_DESCRIPTION OF THE TASK_: Return exactly the lines of the records below, starting at the line that contains "Locate the turtle head" and ending at the line that contains "Locate the tree", with both of those lines kept.

Stored data entries
::::::::::

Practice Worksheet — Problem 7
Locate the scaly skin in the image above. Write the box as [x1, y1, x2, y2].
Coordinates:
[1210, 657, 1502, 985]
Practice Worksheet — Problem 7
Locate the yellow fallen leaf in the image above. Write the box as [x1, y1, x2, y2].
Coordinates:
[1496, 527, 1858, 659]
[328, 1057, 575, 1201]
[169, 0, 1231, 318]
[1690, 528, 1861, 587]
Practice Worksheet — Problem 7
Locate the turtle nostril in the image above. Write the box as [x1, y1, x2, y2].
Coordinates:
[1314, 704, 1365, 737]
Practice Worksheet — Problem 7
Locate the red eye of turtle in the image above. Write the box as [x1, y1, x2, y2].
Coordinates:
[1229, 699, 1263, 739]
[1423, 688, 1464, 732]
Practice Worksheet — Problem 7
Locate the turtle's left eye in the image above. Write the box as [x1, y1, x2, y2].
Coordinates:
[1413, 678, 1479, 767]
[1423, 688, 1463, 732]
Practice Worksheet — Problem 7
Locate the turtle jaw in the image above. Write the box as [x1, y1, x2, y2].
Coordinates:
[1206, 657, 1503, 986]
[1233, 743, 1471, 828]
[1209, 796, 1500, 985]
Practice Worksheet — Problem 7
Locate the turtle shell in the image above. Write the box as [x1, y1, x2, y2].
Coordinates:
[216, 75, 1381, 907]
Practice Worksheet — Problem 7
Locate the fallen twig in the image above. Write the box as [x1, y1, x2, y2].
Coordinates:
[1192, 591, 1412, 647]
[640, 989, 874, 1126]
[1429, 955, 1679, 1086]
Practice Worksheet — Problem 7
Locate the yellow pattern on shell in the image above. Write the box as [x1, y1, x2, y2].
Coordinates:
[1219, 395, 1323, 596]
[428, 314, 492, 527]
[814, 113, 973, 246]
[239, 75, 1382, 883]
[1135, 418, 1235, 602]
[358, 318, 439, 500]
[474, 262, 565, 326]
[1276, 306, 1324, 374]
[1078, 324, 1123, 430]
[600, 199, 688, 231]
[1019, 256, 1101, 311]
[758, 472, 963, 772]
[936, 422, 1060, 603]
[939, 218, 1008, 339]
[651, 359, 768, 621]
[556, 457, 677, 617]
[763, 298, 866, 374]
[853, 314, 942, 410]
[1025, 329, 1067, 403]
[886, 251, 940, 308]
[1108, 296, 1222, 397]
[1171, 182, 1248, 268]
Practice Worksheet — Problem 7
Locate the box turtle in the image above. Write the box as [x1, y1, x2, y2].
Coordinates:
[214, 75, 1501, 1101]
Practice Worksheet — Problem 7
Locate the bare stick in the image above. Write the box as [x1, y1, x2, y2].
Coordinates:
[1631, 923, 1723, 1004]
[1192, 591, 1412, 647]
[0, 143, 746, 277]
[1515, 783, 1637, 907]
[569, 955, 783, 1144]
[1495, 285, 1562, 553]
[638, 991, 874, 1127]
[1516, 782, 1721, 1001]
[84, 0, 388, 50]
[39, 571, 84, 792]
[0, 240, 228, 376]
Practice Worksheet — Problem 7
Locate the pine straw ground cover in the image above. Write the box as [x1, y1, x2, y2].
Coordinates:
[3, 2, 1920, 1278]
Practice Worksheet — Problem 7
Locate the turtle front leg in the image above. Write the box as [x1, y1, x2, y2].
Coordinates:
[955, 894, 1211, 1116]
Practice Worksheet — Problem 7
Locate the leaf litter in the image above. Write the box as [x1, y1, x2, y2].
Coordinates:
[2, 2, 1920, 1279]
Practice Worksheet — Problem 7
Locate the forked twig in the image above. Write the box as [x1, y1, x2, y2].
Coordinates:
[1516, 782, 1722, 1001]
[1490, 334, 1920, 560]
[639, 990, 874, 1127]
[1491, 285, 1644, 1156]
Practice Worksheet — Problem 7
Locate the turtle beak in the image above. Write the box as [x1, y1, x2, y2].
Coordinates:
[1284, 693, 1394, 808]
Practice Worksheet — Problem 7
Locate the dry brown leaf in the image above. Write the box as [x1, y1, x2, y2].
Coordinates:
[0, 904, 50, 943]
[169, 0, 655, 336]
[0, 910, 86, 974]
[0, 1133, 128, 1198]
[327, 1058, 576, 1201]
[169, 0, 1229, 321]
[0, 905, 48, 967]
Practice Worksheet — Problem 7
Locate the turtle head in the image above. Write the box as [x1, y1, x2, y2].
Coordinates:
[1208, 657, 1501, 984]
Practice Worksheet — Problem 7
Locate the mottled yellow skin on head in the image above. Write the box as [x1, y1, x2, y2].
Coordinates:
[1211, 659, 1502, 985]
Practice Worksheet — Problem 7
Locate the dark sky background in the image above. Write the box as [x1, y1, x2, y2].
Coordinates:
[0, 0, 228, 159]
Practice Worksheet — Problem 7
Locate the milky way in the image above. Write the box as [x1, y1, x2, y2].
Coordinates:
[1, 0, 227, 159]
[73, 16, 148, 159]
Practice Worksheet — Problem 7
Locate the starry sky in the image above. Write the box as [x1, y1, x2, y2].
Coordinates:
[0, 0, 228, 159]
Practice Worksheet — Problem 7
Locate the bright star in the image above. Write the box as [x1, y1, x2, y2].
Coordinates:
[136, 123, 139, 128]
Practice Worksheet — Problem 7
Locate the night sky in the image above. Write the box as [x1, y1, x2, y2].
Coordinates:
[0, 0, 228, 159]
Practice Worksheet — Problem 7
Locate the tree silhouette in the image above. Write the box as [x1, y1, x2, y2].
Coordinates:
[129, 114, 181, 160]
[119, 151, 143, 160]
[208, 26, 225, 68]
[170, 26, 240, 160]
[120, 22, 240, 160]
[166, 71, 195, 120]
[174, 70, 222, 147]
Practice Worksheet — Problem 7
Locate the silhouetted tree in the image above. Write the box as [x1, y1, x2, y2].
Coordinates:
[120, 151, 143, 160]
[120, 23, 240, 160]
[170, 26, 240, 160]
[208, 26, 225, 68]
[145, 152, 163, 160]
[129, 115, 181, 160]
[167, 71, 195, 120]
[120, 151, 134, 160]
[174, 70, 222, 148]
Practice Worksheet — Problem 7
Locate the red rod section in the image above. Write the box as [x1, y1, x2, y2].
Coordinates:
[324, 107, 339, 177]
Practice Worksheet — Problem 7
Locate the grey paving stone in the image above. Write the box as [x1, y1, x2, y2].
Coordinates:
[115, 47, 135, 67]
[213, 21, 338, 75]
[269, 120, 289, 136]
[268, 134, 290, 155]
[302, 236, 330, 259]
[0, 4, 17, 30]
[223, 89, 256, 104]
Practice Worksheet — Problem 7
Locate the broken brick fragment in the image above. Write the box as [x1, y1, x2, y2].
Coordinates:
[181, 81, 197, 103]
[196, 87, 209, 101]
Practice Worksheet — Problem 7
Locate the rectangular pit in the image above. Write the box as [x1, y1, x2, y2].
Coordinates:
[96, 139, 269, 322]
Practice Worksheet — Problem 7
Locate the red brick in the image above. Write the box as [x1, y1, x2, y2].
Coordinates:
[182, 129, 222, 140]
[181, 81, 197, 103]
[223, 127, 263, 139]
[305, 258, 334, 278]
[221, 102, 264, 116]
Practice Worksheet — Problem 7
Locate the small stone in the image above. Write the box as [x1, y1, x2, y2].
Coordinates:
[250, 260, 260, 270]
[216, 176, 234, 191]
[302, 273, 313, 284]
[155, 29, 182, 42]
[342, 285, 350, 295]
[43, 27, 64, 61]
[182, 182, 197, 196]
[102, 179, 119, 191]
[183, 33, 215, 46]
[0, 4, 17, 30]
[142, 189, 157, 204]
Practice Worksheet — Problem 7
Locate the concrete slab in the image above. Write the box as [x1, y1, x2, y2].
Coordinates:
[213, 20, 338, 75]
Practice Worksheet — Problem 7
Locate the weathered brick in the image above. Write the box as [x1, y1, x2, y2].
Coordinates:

::::::::::

_OUTPUT FOR THIS EXERCISE_:
Locate the turtle head in the image above. Write the box as [x1, y1, x2, y2].
Coordinates:
[1208, 657, 1501, 984]
Practice Worksheet — Problem 7
Locate the mottled yellow skin on head in the image above. Write the box as [x1, y1, x2, y2].
Coordinates:
[1211, 659, 1502, 985]
Practice Worksheet — Problem 7
Locate the dark sky background in the image above. Write the box as [x1, y1, x2, y2].
Coordinates:
[0, 0, 228, 159]
Practice Worksheet — Problem 7
Locate the milky way in the image above. Write the box as [x1, y1, x2, y2].
Coordinates:
[1, 0, 227, 159]
[73, 16, 148, 159]
Practice Worksheet — Problem 7
Locate the starry sky in the image above. Write the box as [x1, y1, x2, y2].
Coordinates:
[0, 0, 228, 159]
Practice Worksheet — Problem 7
Locate the bright star in the image above. Write the box as [x1, y1, x2, y2].
Coordinates:
[136, 123, 139, 128]
Practice Worksheet — Problem 7
Locate the night sky in the image above. Write the box as [x1, y1, x2, y2].
Coordinates:
[0, 0, 228, 159]
Practice Worksheet — Problem 7
Locate the tree silhouette in the image above. Write the box as [x1, y1, x2, y2].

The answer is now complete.